아래 행에서 "233L266 229L140 272L143" 문구가 포함된 줄부터 "positive clicks: (170, 259)" 문구가 포함된 줄까지, 양 끝 줄을 모두 넣어 한 글자도 바꾸지 않고 그대로 옮겨 적어 주시겠어요?

[수집한 데이터]
==*==

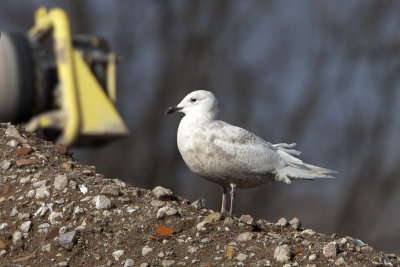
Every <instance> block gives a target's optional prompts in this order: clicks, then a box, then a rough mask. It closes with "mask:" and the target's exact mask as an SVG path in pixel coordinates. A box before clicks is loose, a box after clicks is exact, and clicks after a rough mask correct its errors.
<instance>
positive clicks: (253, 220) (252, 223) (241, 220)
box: [239, 215, 255, 225]
mask: <svg viewBox="0 0 400 267" xmlns="http://www.w3.org/2000/svg"><path fill="white" fill-rule="evenodd" d="M239 222H241V223H245V224H247V225H254V223H255V221H254V218H253V217H252V216H251V215H242V216H240V218H239Z"/></svg>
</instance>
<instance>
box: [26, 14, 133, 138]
mask: <svg viewBox="0 0 400 267" xmlns="http://www.w3.org/2000/svg"><path fill="white" fill-rule="evenodd" d="M35 18H36V23H35V25H34V27H32V29H31V30H30V31H29V33H28V34H29V36H30V38H32V39H33V40H36V41H40V40H42V39H44V38H45V37H46V36H47V35H48V34H50V33H52V36H53V42H54V45H53V47H54V55H55V59H56V64H57V73H58V85H57V90H58V91H59V94H58V99H56V100H55V101H54V102H55V103H57V104H58V105H59V109H58V110H51V111H48V112H44V113H42V114H39V115H37V116H36V117H34V118H32V119H31V120H30V121H29V122H28V123H27V124H26V129H27V130H29V131H36V130H37V129H38V128H56V129H59V130H61V131H62V133H61V135H60V136H59V138H58V140H57V142H58V143H63V144H65V145H86V144H96V143H103V142H105V141H108V140H111V139H115V138H116V137H121V136H126V135H128V134H129V131H128V129H127V127H126V126H125V124H124V122H123V120H122V119H121V117H120V115H119V114H118V112H117V110H116V109H115V107H114V105H113V102H115V100H116V89H115V55H114V54H113V53H109V54H108V59H109V60H108V64H107V68H106V75H107V83H106V86H105V87H106V88H102V86H101V85H100V84H99V82H98V80H97V79H96V77H95V75H94V74H93V73H92V71H91V69H90V67H89V66H88V64H87V63H86V62H85V60H84V59H83V57H82V55H81V52H82V51H80V50H78V49H76V48H74V47H73V44H72V38H71V34H70V29H69V21H68V17H67V15H66V14H65V12H64V11H63V10H61V9H59V8H55V9H52V10H50V11H49V12H47V11H46V9H45V8H40V9H39V10H38V11H37V12H36V16H35ZM106 92H107V93H108V94H107V93H106Z"/></svg>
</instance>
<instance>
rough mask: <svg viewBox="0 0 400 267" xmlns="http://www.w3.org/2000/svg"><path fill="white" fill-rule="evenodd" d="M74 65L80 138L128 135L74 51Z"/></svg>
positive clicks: (124, 128) (117, 113)
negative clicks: (76, 91)
mask: <svg viewBox="0 0 400 267" xmlns="http://www.w3.org/2000/svg"><path fill="white" fill-rule="evenodd" d="M74 63H75V71H76V80H77V87H78V99H79V110H80V112H79V113H80V119H81V125H80V131H79V134H80V135H81V137H80V138H83V139H87V138H85V137H90V138H96V137H102V136H108V137H110V138H112V137H115V136H118V135H126V134H128V130H127V128H126V126H125V124H124V122H123V121H122V119H121V117H120V116H119V114H118V112H117V111H116V109H115V108H114V106H113V104H112V103H111V101H110V100H109V98H108V97H107V95H106V94H105V92H104V90H103V89H102V88H101V86H100V85H99V83H98V82H97V80H96V78H95V77H94V76H93V74H92V73H91V71H90V69H89V68H88V66H87V64H86V63H85V62H84V61H83V59H82V58H81V56H80V55H79V52H77V51H74Z"/></svg>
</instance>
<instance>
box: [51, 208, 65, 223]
mask: <svg viewBox="0 0 400 267" xmlns="http://www.w3.org/2000/svg"><path fill="white" fill-rule="evenodd" d="M63 217H64V216H63V214H62V212H55V211H52V212H50V215H49V221H50V223H51V224H53V225H57V224H60V223H61V222H60V221H59V219H62V218H63Z"/></svg>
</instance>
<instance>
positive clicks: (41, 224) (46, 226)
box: [38, 223, 50, 229]
mask: <svg viewBox="0 0 400 267" xmlns="http://www.w3.org/2000/svg"><path fill="white" fill-rule="evenodd" d="M49 227H50V224H48V223H42V224H40V225H39V226H38V229H46V228H49Z"/></svg>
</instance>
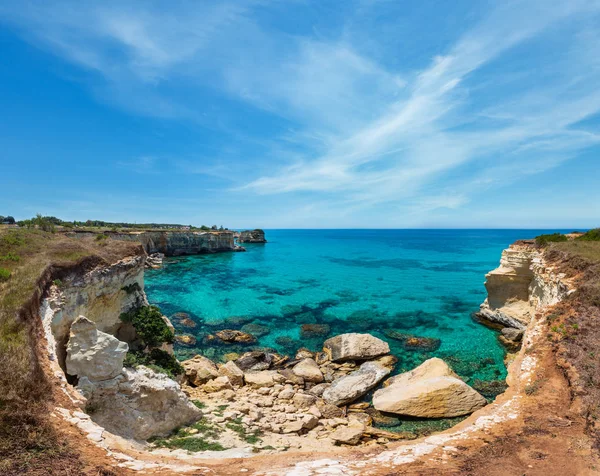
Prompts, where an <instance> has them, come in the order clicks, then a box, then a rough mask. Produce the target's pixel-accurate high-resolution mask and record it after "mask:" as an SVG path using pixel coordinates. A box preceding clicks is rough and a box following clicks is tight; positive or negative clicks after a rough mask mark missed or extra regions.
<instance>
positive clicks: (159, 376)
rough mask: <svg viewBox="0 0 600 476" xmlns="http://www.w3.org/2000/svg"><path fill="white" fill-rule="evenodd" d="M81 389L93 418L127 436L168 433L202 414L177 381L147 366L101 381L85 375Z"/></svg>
mask: <svg viewBox="0 0 600 476" xmlns="http://www.w3.org/2000/svg"><path fill="white" fill-rule="evenodd" d="M77 388H78V390H79V391H80V392H81V393H82V394H83V395H84V396H85V397H86V398H87V400H88V401H87V408H88V413H89V414H90V417H91V418H92V420H93V421H94V422H96V423H97V424H99V425H100V426H102V427H104V428H105V429H106V430H108V431H110V432H111V433H114V434H116V435H119V436H122V437H125V438H133V439H135V440H140V441H141V440H147V439H148V438H150V437H152V436H158V435H166V434H168V433H169V432H171V431H172V430H174V429H175V428H177V427H180V426H183V425H189V424H191V423H193V422H194V421H196V420H198V419H199V418H200V417H201V416H202V412H201V411H200V410H199V409H198V408H196V406H195V405H194V404H192V403H191V402H190V401H189V400H188V398H187V397H186V395H185V394H184V393H183V392H182V391H181V387H180V386H179V384H178V383H177V382H175V381H174V380H172V379H170V378H169V377H167V376H166V375H164V374H160V373H156V372H154V371H153V370H151V369H149V368H146V367H144V366H139V367H138V368H137V369H135V370H133V369H128V368H125V369H123V372H122V373H121V374H120V375H118V376H117V377H115V378H113V379H110V380H103V381H99V382H95V381H91V380H90V379H89V378H87V377H83V378H80V379H79V383H78V385H77Z"/></svg>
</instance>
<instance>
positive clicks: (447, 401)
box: [373, 358, 487, 418]
mask: <svg viewBox="0 0 600 476" xmlns="http://www.w3.org/2000/svg"><path fill="white" fill-rule="evenodd" d="M486 403H487V402H486V400H485V398H484V397H483V396H481V395H480V394H479V393H477V392H476V391H475V390H474V389H472V388H471V387H469V386H468V385H467V384H466V383H465V382H463V381H462V380H460V379H459V378H458V376H457V375H456V374H455V373H454V372H453V371H452V369H450V367H448V365H447V364H446V363H445V362H444V361H443V360H441V359H437V358H434V359H430V360H427V361H425V362H424V363H423V364H421V365H420V366H419V367H417V368H416V369H414V370H412V371H410V372H405V373H403V374H401V375H398V376H396V377H393V378H392V379H390V384H389V385H388V386H387V387H385V388H383V389H381V390H377V391H376V392H375V394H374V395H373V406H374V407H375V409H376V410H379V411H382V412H388V413H396V414H399V415H407V416H413V417H420V418H450V417H456V416H462V415H468V414H470V413H473V412H474V411H475V410H478V409H479V408H481V407H483V406H485V405H486Z"/></svg>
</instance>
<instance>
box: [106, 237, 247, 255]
mask: <svg viewBox="0 0 600 476" xmlns="http://www.w3.org/2000/svg"><path fill="white" fill-rule="evenodd" d="M109 236H110V237H111V238H113V239H115V240H124V241H139V242H140V243H142V245H143V247H144V249H145V250H146V252H147V253H148V254H153V253H162V254H164V255H165V256H181V255H195V254H203V253H216V252H221V251H238V250H240V247H237V246H236V245H235V243H234V234H233V232H232V231H139V232H129V233H109ZM242 249H243V248H242ZM240 251H241V250H240Z"/></svg>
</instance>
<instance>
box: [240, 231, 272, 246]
mask: <svg viewBox="0 0 600 476" xmlns="http://www.w3.org/2000/svg"><path fill="white" fill-rule="evenodd" d="M238 241H239V242H240V243H266V242H267V240H266V239H265V232H264V231H263V230H261V229H260V228H257V229H256V230H244V231H241V232H240V236H239V238H238Z"/></svg>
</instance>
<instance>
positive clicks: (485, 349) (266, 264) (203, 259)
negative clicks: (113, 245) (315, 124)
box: [146, 230, 541, 383]
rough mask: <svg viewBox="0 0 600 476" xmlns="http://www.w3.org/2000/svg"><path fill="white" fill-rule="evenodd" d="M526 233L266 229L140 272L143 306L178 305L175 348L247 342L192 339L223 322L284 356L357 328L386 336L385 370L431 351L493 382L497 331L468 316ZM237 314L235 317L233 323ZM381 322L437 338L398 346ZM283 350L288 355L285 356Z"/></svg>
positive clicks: (170, 259) (495, 374) (197, 337)
mask: <svg viewBox="0 0 600 476" xmlns="http://www.w3.org/2000/svg"><path fill="white" fill-rule="evenodd" d="M540 233H541V231H539V230H538V231H535V230H266V238H267V240H268V243H266V244H245V245H244V246H245V247H246V248H247V252H245V253H220V254H212V255H199V256H190V257H185V258H171V259H167V260H165V266H164V268H163V269H160V270H151V271H147V273H146V292H147V294H148V298H149V300H150V302H151V303H153V304H156V305H158V306H159V307H160V308H161V309H162V311H163V313H165V314H166V315H173V314H175V313H177V312H185V313H187V314H189V315H190V317H191V318H192V319H193V320H194V321H195V322H196V324H197V326H196V327H195V328H193V329H190V328H188V327H185V326H182V325H181V324H179V322H178V320H177V319H173V321H174V324H175V326H176V329H177V332H178V333H182V334H189V335H192V336H194V337H196V339H197V345H196V346H194V347H184V346H179V345H178V346H176V352H177V354H178V357H180V358H188V357H189V356H192V355H194V354H196V353H201V354H204V355H206V356H208V357H210V358H213V359H216V360H218V359H219V358H221V357H222V355H223V354H224V353H227V352H243V351H245V350H249V349H251V348H253V347H252V346H251V347H249V348H248V347H239V346H238V347H234V346H231V345H228V346H219V347H209V346H206V345H203V344H202V339H203V337H204V336H205V335H206V334H208V333H214V332H215V331H216V330H219V329H223V328H237V329H239V328H240V327H241V326H242V325H243V324H244V323H248V322H251V323H253V324H260V325H262V326H264V327H266V331H268V333H267V334H266V335H264V336H261V337H260V338H259V342H258V344H257V345H256V346H254V347H257V348H258V347H260V348H264V347H270V348H273V349H275V350H277V351H278V352H280V353H287V354H290V353H293V352H295V350H296V349H298V348H299V347H308V348H310V349H311V350H320V349H321V347H322V343H323V341H324V340H325V339H326V338H327V337H330V336H333V335H336V334H341V333H344V332H369V333H371V334H373V335H376V336H377V337H380V338H382V339H385V340H386V341H388V342H389V344H390V347H391V349H392V353H393V354H394V355H395V356H396V357H398V359H399V362H398V364H397V366H396V372H402V371H406V370H410V369H412V368H414V367H415V366H417V365H418V364H420V363H421V362H423V361H424V360H426V359H428V358H430V357H432V356H438V357H441V358H443V359H444V360H446V361H447V362H448V363H449V364H450V365H451V366H452V367H453V368H454V370H455V371H456V372H457V373H458V374H459V375H461V376H462V377H464V378H467V379H468V381H469V382H470V383H472V382H473V381H475V380H483V381H491V380H497V379H503V378H504V377H505V376H506V369H505V367H504V364H503V358H504V349H503V347H502V346H501V345H500V344H499V343H498V341H497V333H496V332H495V331H492V330H490V329H488V328H486V327H484V326H482V325H480V324H478V323H476V322H474V321H473V320H472V317H471V314H472V313H473V312H474V311H477V309H478V308H479V304H480V303H481V302H482V301H483V300H484V299H485V297H486V293H485V288H484V286H483V282H484V280H485V273H486V272H488V271H490V270H491V269H493V268H495V267H496V266H498V262H499V259H500V253H501V252H502V250H503V249H504V248H506V247H507V246H508V245H509V244H510V243H512V242H513V241H515V240H516V239H520V238H530V237H534V236H536V235H538V234H540ZM240 318H241V319H240ZM307 323H319V324H327V325H328V326H329V332H327V334H326V335H322V336H317V337H313V338H303V337H302V335H301V331H300V326H301V325H302V324H307ZM385 329H393V330H396V331H397V332H400V333H405V334H414V335H417V336H422V337H434V338H438V339H440V341H441V344H440V346H439V348H438V349H437V350H435V351H419V350H413V349H406V348H404V347H403V344H402V342H401V341H397V340H394V339H390V338H389V337H387V336H386V335H385V334H384V333H382V331H383V330H385ZM325 330H326V328H325ZM292 355H293V354H292Z"/></svg>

==*==

## [답안 작성란]
rough mask: <svg viewBox="0 0 600 476" xmlns="http://www.w3.org/2000/svg"><path fill="white" fill-rule="evenodd" d="M526 233L266 229L140 272L143 306L178 305L175 348L247 342L192 339L223 322L284 356L357 328L386 336L385 370L431 351L493 382L497 331L468 316ZM237 314L235 317L233 323ZM381 322L437 338L398 346ZM283 350L288 355L285 356Z"/></svg>
positive clicks: (170, 259) (495, 374) (197, 337)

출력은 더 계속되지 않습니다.